(What you should do) Report how many lines in the records below contain the string "bowl". Give only the number.

(Data supplied)
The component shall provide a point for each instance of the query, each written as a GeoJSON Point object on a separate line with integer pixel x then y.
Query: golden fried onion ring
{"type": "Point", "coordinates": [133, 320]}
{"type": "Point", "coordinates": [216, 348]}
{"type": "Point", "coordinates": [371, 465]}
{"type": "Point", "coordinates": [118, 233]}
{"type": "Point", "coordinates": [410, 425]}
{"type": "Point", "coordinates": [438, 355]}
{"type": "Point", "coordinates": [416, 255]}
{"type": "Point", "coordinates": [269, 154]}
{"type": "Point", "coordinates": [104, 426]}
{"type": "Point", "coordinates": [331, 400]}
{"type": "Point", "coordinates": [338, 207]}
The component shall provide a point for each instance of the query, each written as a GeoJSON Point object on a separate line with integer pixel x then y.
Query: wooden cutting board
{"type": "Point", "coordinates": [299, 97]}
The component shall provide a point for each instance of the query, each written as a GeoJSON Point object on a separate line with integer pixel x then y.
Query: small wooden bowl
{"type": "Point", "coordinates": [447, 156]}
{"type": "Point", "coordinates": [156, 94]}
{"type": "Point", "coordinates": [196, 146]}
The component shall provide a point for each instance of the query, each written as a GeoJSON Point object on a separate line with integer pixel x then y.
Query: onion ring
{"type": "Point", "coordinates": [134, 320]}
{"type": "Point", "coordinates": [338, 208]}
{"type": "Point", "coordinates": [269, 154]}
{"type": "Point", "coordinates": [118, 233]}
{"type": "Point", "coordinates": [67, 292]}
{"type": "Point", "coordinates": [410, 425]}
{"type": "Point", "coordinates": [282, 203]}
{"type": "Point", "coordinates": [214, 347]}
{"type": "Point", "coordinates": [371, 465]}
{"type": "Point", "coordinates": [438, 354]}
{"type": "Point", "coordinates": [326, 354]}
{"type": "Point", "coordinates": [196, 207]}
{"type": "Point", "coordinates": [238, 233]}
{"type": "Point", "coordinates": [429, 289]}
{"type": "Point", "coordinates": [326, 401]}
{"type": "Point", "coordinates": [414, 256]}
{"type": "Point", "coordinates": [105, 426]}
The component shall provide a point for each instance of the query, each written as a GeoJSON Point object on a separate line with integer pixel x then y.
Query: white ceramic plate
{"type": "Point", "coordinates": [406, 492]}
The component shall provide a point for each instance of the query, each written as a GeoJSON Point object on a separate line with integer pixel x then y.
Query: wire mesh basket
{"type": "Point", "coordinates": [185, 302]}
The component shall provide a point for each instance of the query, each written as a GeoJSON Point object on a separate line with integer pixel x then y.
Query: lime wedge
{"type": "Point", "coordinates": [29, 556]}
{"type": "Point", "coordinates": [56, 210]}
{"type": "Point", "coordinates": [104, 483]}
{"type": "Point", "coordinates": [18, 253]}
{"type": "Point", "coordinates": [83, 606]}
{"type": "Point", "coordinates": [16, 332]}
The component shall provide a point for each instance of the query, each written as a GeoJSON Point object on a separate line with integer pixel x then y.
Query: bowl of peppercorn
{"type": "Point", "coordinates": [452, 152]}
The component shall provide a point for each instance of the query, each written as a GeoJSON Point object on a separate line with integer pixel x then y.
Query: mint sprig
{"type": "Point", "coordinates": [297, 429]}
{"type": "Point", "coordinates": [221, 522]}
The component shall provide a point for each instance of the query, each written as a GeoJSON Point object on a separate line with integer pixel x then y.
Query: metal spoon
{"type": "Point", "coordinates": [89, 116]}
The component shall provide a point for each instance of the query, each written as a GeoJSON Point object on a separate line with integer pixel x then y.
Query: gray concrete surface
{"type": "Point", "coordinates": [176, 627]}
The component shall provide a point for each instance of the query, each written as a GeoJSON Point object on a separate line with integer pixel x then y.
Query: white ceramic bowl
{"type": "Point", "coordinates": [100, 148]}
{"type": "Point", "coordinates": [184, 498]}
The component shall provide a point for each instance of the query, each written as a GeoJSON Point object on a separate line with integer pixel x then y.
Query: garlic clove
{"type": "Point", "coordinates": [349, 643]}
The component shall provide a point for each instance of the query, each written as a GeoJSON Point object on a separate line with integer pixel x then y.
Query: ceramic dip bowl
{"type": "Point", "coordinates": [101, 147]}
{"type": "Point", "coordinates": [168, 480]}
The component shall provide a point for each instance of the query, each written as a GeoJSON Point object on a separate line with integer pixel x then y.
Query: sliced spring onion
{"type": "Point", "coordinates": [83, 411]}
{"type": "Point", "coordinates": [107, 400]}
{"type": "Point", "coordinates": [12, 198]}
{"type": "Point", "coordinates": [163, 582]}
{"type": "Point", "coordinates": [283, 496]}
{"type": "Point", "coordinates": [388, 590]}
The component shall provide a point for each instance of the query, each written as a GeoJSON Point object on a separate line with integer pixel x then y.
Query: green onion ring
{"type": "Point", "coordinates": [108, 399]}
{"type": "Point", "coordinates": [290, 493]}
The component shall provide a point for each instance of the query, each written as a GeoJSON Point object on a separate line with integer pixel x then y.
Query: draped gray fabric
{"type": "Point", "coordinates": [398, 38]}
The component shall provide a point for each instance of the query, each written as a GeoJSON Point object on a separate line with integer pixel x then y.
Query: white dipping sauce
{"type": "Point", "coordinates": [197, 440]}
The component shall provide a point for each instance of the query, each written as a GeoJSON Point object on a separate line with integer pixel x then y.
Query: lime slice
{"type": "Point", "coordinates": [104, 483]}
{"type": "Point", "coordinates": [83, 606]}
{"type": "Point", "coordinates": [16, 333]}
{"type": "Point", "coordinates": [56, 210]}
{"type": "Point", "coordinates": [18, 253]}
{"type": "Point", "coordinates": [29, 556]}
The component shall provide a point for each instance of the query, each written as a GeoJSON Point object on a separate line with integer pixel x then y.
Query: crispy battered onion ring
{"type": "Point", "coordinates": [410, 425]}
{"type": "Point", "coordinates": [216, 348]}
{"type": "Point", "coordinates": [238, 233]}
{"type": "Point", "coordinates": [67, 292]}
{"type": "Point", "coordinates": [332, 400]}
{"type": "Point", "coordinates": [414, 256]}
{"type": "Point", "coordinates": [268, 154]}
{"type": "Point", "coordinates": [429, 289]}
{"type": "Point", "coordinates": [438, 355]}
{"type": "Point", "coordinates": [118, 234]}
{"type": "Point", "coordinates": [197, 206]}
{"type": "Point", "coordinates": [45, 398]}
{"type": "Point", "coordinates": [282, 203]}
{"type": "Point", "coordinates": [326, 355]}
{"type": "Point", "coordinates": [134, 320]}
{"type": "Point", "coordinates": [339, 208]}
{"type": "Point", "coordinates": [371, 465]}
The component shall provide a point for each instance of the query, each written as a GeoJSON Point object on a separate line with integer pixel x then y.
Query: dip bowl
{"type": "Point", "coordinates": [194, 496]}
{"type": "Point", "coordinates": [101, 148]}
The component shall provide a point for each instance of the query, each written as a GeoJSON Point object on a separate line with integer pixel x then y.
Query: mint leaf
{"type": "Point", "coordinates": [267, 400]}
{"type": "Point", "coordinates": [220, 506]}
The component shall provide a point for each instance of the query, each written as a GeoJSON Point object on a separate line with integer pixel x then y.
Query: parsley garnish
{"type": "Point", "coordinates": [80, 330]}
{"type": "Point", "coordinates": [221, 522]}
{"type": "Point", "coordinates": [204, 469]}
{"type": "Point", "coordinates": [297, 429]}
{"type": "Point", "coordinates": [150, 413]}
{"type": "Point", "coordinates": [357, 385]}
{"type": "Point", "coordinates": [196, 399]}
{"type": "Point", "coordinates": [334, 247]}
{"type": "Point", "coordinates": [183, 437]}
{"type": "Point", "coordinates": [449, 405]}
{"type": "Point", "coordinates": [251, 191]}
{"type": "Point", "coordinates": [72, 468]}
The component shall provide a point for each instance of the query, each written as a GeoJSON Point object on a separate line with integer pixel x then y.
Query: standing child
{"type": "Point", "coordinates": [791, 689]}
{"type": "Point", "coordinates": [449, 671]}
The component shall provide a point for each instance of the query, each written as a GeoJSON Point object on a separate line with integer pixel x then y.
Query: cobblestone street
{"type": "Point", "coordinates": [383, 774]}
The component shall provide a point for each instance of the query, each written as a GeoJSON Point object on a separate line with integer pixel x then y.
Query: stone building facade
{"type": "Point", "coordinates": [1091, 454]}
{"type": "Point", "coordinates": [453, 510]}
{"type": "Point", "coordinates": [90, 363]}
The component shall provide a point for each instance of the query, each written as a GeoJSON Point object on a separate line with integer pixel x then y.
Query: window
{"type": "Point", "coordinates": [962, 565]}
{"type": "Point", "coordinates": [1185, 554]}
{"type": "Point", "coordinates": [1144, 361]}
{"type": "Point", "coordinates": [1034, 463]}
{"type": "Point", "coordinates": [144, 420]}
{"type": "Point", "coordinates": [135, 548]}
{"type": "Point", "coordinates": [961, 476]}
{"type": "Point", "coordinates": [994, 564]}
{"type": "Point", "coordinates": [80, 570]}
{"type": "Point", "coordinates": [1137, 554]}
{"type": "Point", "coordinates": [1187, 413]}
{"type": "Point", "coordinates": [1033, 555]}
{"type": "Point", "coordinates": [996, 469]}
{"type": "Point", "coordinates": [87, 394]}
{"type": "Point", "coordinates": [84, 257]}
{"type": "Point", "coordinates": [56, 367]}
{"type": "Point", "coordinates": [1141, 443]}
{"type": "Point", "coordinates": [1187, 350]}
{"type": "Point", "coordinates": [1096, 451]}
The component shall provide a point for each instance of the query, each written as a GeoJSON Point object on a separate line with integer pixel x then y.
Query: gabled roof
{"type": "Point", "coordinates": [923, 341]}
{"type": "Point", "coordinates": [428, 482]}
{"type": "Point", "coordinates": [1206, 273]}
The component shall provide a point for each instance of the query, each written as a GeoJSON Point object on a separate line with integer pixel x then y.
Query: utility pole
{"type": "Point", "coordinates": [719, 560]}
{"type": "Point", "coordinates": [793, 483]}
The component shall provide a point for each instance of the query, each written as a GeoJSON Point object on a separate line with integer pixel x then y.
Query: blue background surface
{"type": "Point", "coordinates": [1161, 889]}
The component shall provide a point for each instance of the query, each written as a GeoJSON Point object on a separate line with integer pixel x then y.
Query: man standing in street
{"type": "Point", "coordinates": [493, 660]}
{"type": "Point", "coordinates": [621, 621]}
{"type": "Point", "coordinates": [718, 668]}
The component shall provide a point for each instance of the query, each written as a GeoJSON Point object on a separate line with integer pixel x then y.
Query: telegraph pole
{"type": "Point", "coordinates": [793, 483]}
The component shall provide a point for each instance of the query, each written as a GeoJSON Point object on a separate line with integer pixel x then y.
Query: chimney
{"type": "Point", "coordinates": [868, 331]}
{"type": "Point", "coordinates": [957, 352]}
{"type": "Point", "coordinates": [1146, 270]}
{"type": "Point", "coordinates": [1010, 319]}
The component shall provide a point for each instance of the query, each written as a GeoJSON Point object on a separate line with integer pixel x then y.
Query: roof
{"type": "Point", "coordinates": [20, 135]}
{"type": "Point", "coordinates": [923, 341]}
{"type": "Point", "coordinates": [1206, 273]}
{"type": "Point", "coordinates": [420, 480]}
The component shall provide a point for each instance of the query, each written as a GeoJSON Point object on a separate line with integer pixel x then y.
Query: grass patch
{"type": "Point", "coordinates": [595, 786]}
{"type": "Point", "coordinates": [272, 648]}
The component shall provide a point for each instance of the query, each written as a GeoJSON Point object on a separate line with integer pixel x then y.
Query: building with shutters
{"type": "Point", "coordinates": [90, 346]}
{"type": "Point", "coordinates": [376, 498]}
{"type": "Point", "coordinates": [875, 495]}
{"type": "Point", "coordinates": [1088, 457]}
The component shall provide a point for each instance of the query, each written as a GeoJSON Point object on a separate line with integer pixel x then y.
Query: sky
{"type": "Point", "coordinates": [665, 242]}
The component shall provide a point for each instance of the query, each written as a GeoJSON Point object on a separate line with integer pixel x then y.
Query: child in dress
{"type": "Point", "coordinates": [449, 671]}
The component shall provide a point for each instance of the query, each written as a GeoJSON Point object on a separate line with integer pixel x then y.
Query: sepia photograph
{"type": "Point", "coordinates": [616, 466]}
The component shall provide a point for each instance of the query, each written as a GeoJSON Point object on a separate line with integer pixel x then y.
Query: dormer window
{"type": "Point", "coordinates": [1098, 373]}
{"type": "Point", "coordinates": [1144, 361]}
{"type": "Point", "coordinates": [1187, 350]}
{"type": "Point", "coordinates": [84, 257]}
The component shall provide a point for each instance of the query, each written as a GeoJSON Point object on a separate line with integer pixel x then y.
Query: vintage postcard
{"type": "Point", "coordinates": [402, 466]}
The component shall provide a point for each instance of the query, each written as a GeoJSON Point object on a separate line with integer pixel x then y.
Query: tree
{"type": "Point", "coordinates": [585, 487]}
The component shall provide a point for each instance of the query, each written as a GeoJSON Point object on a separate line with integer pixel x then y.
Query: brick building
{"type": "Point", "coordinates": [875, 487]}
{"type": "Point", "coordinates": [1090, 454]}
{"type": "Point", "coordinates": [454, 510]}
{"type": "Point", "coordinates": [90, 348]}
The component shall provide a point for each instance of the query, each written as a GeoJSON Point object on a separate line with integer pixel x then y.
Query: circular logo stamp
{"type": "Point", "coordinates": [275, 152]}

(Task solution) 5